The task calls for each line of the records below in which the word "side" appears.
[Opening DATASET RECORDS section]
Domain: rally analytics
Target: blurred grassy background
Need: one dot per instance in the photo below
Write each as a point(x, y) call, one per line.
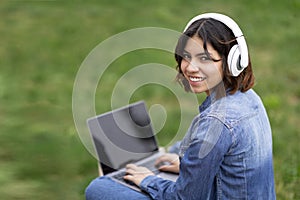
point(43, 44)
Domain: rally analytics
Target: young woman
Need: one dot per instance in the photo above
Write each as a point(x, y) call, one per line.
point(227, 151)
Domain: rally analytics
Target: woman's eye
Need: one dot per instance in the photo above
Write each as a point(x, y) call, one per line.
point(186, 56)
point(204, 58)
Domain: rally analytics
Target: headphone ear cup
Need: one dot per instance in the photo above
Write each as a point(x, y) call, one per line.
point(233, 60)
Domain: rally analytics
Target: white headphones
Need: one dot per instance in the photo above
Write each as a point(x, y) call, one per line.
point(238, 54)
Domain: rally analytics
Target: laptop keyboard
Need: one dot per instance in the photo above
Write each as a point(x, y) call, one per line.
point(149, 165)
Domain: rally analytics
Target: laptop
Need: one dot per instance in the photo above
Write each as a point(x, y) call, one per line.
point(125, 135)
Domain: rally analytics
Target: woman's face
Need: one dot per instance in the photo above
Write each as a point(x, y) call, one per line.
point(200, 70)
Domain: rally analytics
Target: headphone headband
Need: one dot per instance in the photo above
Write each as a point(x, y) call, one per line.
point(230, 23)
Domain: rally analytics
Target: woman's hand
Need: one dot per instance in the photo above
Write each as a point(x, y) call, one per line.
point(136, 174)
point(172, 160)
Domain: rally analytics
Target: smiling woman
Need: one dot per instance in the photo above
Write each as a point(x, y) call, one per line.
point(227, 151)
point(203, 72)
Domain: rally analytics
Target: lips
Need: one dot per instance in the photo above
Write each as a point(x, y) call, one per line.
point(196, 79)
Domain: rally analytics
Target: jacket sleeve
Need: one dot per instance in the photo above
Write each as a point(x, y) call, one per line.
point(198, 166)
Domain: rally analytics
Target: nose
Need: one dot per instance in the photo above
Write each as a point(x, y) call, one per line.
point(193, 66)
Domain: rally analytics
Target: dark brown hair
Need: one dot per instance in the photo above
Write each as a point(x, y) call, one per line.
point(221, 38)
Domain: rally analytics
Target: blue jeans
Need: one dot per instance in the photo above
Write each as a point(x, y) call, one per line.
point(105, 188)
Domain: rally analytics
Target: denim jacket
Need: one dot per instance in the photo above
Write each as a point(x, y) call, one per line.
point(226, 153)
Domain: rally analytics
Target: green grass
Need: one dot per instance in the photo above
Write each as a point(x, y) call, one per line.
point(43, 44)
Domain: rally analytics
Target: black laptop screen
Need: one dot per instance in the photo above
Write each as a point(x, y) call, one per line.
point(122, 136)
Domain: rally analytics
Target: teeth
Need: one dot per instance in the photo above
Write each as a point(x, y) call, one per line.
point(195, 79)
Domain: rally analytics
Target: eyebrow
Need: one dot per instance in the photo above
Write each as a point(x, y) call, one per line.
point(199, 54)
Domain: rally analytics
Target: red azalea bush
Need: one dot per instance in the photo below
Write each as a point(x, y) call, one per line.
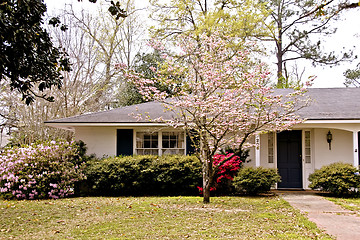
point(37, 171)
point(228, 165)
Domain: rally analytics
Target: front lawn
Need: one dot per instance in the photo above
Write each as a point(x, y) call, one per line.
point(155, 218)
point(352, 204)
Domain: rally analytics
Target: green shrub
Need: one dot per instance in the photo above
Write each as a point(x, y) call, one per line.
point(142, 175)
point(337, 178)
point(253, 181)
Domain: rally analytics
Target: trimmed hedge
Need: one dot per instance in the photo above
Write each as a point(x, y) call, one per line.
point(253, 181)
point(142, 175)
point(337, 178)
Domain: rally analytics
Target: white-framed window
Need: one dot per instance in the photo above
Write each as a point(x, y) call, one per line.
point(173, 143)
point(159, 143)
point(307, 147)
point(270, 147)
point(147, 143)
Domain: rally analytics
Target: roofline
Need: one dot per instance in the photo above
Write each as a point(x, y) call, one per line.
point(310, 121)
point(70, 125)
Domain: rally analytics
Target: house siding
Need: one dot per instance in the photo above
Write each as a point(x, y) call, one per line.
point(341, 147)
point(100, 141)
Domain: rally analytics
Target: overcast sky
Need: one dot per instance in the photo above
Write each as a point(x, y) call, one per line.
point(347, 35)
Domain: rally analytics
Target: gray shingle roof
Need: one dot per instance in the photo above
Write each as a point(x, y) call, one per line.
point(326, 104)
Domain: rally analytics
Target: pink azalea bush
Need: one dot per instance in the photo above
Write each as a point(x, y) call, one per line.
point(38, 171)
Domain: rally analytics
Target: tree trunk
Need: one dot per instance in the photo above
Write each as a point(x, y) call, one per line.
point(206, 181)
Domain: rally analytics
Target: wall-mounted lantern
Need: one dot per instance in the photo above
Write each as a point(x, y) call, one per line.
point(329, 139)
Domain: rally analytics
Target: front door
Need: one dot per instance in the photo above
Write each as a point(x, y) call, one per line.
point(289, 160)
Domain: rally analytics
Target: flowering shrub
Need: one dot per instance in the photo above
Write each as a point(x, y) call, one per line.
point(228, 165)
point(37, 171)
point(227, 169)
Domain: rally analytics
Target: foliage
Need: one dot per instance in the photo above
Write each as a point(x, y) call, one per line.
point(294, 27)
point(226, 167)
point(219, 98)
point(94, 41)
point(28, 58)
point(43, 170)
point(352, 77)
point(253, 181)
point(143, 175)
point(337, 178)
point(241, 19)
point(143, 63)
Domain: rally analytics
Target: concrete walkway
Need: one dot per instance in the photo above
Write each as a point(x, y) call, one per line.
point(336, 221)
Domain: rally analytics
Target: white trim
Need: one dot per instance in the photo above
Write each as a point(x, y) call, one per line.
point(330, 121)
point(71, 126)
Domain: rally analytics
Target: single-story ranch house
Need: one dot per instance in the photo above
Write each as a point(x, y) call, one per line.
point(329, 134)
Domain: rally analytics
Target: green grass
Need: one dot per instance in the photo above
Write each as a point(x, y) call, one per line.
point(155, 218)
point(352, 204)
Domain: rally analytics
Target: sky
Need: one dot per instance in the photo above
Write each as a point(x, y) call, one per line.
point(346, 37)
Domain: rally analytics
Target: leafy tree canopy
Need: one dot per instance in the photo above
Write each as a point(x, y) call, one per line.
point(29, 61)
point(28, 58)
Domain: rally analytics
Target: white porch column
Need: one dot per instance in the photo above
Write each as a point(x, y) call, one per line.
point(257, 150)
point(355, 148)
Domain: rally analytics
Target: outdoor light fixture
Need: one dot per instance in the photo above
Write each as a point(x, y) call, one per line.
point(329, 138)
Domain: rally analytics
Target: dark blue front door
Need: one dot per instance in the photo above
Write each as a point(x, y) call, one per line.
point(289, 160)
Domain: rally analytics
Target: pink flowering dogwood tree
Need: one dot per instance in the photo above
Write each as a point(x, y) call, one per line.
point(219, 96)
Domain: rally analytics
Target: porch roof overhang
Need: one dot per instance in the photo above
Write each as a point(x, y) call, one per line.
point(352, 125)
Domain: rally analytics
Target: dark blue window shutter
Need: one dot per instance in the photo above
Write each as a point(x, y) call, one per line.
point(124, 142)
point(190, 148)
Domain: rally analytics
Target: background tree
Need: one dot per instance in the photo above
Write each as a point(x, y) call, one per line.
point(29, 61)
point(94, 42)
point(219, 99)
point(294, 26)
point(352, 77)
point(243, 19)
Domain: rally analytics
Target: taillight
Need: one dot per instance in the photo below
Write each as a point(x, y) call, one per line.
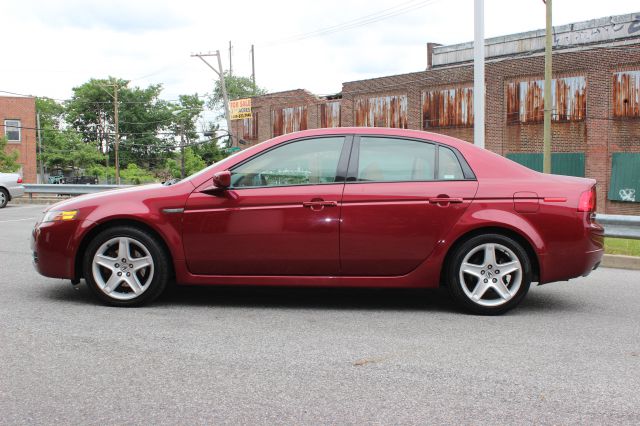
point(587, 202)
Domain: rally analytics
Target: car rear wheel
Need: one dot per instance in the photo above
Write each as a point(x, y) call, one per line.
point(126, 266)
point(489, 274)
point(4, 198)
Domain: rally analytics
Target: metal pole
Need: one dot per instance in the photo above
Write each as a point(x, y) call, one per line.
point(224, 96)
point(548, 103)
point(478, 74)
point(40, 147)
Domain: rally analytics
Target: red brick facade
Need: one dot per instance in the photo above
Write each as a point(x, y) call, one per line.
point(598, 135)
point(24, 110)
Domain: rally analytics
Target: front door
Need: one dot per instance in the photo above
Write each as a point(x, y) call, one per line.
point(401, 197)
point(279, 217)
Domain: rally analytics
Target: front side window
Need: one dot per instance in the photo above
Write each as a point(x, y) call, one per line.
point(394, 160)
point(305, 162)
point(12, 130)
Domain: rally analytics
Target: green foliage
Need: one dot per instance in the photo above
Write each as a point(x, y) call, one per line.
point(135, 175)
point(192, 163)
point(8, 161)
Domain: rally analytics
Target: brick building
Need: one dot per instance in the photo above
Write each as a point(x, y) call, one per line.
point(18, 124)
point(595, 92)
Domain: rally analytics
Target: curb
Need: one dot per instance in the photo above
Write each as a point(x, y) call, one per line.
point(620, 261)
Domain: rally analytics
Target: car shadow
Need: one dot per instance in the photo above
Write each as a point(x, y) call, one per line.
point(362, 299)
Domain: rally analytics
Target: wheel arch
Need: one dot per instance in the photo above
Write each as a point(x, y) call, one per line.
point(86, 239)
point(518, 237)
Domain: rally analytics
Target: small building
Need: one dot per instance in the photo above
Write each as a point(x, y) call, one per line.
point(595, 93)
point(18, 126)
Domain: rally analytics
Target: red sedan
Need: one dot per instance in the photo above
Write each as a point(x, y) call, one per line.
point(345, 207)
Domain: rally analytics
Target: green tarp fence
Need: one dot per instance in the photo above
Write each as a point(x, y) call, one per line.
point(625, 177)
point(562, 163)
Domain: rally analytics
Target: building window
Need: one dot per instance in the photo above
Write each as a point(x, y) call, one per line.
point(386, 111)
point(288, 120)
point(13, 130)
point(250, 127)
point(330, 114)
point(447, 108)
point(525, 100)
point(626, 94)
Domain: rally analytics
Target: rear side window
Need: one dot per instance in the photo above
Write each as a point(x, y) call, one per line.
point(394, 160)
point(448, 165)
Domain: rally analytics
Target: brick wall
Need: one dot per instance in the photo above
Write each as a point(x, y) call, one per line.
point(23, 109)
point(598, 135)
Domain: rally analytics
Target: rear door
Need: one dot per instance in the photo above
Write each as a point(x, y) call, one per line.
point(401, 197)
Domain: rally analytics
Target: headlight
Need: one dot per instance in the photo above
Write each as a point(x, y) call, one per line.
point(57, 215)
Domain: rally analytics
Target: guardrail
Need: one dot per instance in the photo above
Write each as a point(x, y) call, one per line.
point(70, 189)
point(618, 226)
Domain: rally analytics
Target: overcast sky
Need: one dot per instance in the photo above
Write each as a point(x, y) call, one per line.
point(52, 46)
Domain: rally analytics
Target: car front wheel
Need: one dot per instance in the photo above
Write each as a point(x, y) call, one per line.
point(489, 274)
point(126, 266)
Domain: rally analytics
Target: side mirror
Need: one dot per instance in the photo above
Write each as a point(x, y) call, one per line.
point(222, 179)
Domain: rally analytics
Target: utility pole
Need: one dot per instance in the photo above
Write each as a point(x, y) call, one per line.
point(253, 66)
point(40, 147)
point(548, 103)
point(478, 74)
point(230, 60)
point(223, 86)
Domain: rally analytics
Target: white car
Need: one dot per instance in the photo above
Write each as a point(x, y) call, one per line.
point(10, 187)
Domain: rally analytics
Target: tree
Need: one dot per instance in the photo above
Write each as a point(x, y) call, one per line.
point(8, 161)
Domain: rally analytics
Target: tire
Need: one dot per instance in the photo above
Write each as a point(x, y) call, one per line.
point(4, 198)
point(137, 281)
point(489, 274)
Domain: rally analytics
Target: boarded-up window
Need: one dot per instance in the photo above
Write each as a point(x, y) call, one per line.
point(447, 108)
point(250, 127)
point(386, 111)
point(330, 114)
point(625, 177)
point(288, 120)
point(562, 163)
point(525, 100)
point(626, 94)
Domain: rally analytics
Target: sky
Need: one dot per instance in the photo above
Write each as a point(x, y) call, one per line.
point(52, 46)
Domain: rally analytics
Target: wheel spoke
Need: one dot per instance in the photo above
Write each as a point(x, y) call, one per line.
point(123, 248)
point(479, 291)
point(140, 262)
point(509, 267)
point(106, 261)
point(112, 283)
point(502, 290)
point(471, 269)
point(490, 254)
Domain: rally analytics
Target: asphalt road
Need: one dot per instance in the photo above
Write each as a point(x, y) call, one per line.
point(570, 354)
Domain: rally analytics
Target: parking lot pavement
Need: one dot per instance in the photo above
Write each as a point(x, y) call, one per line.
point(570, 354)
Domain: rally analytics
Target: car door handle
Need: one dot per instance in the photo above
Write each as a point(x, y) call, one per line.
point(443, 200)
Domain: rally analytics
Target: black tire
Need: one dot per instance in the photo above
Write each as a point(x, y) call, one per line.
point(142, 245)
point(493, 300)
point(4, 198)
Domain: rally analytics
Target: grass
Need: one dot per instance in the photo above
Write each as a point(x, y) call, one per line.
point(622, 246)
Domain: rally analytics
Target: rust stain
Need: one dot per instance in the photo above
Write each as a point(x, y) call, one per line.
point(250, 127)
point(447, 108)
point(626, 94)
point(385, 111)
point(525, 100)
point(330, 114)
point(289, 120)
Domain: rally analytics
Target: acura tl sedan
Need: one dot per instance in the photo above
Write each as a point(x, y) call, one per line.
point(344, 207)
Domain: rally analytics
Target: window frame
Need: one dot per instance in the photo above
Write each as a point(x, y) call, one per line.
point(19, 127)
point(352, 170)
point(341, 168)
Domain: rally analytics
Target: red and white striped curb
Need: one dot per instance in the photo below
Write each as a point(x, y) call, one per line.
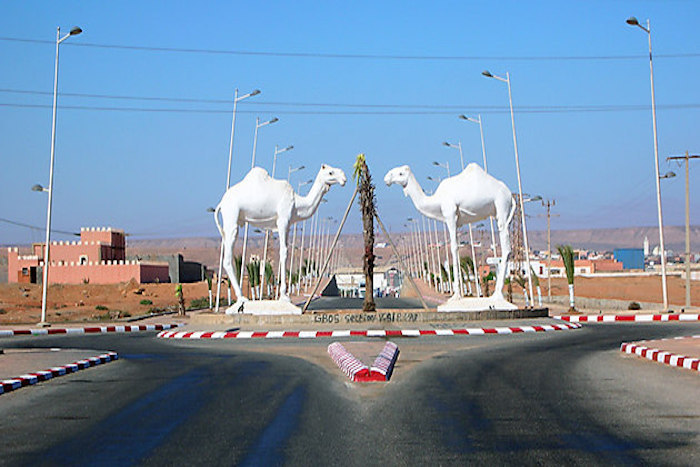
[Closing DATASET RECORDS section]
**TASK SOLUTION**.
Target: front side window
Target: rear side window
Target: side mirror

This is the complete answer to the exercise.